What you will do:
From the first line to the last, reproduce the records exactly as they appear below.

=== Input material ===

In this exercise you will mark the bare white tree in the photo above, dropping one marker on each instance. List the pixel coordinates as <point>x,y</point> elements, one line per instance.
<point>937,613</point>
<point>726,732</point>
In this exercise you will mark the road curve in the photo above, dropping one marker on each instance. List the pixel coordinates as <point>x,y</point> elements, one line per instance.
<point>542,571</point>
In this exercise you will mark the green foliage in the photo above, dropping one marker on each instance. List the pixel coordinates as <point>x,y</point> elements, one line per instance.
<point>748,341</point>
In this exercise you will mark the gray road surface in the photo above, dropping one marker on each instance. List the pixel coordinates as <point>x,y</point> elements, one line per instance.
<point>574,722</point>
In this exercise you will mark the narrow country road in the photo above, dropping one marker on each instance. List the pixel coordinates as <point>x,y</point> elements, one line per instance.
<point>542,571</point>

===

The completed task:
In this exercise you will mark the bare white tree in the photo above, dropping one marker on each instance. List the pixel coordinates as <point>x,y</point> elements, one line per instance.
<point>937,613</point>
<point>726,732</point>
In this exercise you will mark the road curve in the photo above, dropping one marker on each instance. List the pixel coordinates as <point>x,y</point> elements, one line per instance.
<point>542,571</point>
In this exercise you will mark the green foliage in the photo above, dropping one marker on each instance. List the pixel coordinates as <point>x,y</point> elements, one line per instance.
<point>748,341</point>
In this exercise you will mark the gray road surface in the photo above, dropping one marker on each instance. List the pixel coordinates as <point>x,y</point> elements, one line per instance.
<point>574,722</point>
In this exercise you will mark the narrow country road in the photo above, dropping one marker on each instance. List the pixel coordinates as <point>x,y</point> elements, one line per instance.
<point>542,571</point>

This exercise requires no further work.